Письменное задание 1:
Перепишите отрывок из фрагмента о Толстом и природе: начните с места, где стоят слова «ИНСТИТУТ К. МАРКСА», и остановитесь после слов «1921 г., No 4.)».
Письменное задание 2:
Пожалуйста, продолжите фрагмент о Толстом и природе сразу после его последнего предложения.

Фрагмент страницы:
::::
ИНСТИТУТ К. МАРКСА и Ф. ЭНГЕЛЬСА
Пролетарии всех стран, соединяйтесь
БИБЛИОТЕКА НАУЧНОГО СОЦИАЛИЗМА
ПОД ОБЩЕЙ РЕДАКЦИЕЙ Д. РЯЗАНОВА
ПОД РЕДАКЦИЕЙ Д. РЯЗАНОВА
ГОСУДАРСТВЕННОЕ ИЗДАТЕЛЬСТВО
МОСКВА 1927 ЛЕНИНГРАД
(‘Звезда’, 1921 г., No 4.)
Что Толстой любит природу и изображает ее с таким мастерством, до которого, кажется, никто и никогда еще не возвышался, это знает всякий, читавший его сочинения. Природа не описывается, а живет у нашего великого художника. Иногда она является даже как бы одним из действующих лиц повествования: вспомните несравненную сцену святочного катания Ростовых в ‘Войне и Мире’.
::::
Исходные данные:
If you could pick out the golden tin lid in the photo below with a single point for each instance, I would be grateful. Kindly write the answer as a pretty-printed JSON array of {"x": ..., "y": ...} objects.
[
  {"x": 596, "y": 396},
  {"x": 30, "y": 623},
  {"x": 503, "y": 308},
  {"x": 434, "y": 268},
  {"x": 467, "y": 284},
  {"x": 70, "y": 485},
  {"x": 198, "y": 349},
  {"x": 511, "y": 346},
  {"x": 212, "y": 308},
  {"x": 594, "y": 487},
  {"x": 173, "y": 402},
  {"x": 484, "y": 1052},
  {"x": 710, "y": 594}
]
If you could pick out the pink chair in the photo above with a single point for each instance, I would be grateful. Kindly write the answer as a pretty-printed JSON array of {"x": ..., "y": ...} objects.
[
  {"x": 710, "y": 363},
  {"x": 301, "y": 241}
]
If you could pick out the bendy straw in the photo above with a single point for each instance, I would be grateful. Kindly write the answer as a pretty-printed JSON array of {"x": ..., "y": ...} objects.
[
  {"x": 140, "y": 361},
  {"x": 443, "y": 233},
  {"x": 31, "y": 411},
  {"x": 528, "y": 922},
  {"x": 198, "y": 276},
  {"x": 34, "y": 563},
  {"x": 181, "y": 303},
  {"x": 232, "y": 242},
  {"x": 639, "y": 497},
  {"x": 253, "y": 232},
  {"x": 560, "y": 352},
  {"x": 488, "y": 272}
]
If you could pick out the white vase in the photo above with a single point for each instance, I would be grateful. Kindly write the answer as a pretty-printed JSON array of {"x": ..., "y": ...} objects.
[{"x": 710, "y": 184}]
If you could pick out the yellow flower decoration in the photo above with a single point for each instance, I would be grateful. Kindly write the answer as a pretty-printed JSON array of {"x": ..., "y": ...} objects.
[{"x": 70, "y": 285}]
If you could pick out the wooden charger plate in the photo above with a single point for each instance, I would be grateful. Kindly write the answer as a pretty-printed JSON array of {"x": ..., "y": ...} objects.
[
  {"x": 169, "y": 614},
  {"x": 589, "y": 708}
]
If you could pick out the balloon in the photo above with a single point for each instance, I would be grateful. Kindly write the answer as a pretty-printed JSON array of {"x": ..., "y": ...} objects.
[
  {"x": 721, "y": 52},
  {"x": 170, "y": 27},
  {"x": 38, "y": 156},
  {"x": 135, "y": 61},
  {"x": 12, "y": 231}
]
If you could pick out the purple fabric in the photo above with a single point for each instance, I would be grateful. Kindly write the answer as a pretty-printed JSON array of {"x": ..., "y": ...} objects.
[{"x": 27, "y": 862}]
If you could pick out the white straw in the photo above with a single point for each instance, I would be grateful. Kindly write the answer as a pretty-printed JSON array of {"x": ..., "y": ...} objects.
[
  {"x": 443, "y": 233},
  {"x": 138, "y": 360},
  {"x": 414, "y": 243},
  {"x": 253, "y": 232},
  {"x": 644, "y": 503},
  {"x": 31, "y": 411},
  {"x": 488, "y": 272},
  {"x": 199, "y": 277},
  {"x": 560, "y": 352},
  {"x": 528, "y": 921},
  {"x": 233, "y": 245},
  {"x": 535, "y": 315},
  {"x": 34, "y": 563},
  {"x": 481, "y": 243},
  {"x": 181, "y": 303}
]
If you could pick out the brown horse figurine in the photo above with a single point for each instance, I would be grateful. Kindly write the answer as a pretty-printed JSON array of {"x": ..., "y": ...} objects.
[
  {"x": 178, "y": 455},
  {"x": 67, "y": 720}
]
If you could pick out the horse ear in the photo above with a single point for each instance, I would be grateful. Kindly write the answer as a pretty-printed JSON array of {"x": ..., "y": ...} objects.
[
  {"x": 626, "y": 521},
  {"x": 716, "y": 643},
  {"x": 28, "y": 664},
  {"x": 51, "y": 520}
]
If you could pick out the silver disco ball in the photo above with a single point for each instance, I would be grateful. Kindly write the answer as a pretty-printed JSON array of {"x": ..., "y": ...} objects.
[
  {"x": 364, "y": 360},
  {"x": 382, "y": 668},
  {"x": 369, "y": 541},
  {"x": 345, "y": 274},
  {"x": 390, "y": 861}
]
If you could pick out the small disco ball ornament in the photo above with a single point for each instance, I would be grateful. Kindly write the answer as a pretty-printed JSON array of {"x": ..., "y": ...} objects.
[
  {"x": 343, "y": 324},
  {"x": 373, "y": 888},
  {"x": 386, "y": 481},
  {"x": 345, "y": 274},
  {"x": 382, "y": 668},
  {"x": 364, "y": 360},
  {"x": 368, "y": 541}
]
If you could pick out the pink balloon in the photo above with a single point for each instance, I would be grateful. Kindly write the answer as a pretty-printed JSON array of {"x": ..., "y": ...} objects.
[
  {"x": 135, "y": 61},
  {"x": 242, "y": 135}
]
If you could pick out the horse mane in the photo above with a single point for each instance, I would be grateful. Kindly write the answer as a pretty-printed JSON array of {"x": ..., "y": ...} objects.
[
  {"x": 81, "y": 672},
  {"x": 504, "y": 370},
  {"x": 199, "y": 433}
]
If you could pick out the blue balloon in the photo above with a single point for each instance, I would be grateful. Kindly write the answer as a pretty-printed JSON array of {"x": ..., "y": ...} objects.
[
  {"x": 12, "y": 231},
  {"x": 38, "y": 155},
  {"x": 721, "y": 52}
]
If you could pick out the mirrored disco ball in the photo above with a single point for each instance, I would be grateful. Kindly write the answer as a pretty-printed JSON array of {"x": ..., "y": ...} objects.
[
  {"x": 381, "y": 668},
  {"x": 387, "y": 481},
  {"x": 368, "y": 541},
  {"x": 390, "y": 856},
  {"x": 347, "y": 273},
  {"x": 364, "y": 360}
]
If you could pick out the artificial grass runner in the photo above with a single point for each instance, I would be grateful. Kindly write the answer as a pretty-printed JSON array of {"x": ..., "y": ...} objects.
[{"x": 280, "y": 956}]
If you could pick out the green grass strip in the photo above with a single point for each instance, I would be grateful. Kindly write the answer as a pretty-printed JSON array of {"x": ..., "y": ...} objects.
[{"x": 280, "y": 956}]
::::
Ответ на задание 1:
ИНСТИТУТ К. МАРКСА и Ф. ЭНГЕЛЬСА
Пролетарии всех стран, соединяйтесь
БИБЛИОТЕКА НАУЧНОГО СОЦИАЛИЗМА
ПОД ОБЩЕЙ РЕДАКЦИЕЙ Д. РЯЗАНОВА
ПОД РЕДАКЦИЕЙ Д. РЯЗАНОВА
ГОСУДАРСТВЕННОЕ ИЗДАТЕЛЬСТВО
МОСКВА 1927 ЛЕНИНГРАД
(‘Звезда’, 1921 г., No 4.)

Ответ на задание 2:
Красота природы находит в Толстом самого отзывчивого ценителя. В его заметках о путешествии по Швейцарии, цитируемых г. П. Бирюковым {‘Лев Николаевич Толстой. Биография’. Т. I, стр. 320 и след.}, встречаются следующие выразительные строки:
‘Удивительное дело, я два месяца прожил в Кларане, но всякий раз, когда я утром или особенно перед вечером после обеда отворял ставни окна, на которое уже зашла тень, и взглядывал на озеро и далее на синие горы, отражавшиеся в нем, красота ослепляла меня и мгновенно с силой неожиданною действовала на меня… Иногда даже, сидя один в тенистом садике и глядя, все глядя на эти берега и это озеро, я чувствовал как будто физическое впечатление, как красота через глаза вливалась мне в душу’.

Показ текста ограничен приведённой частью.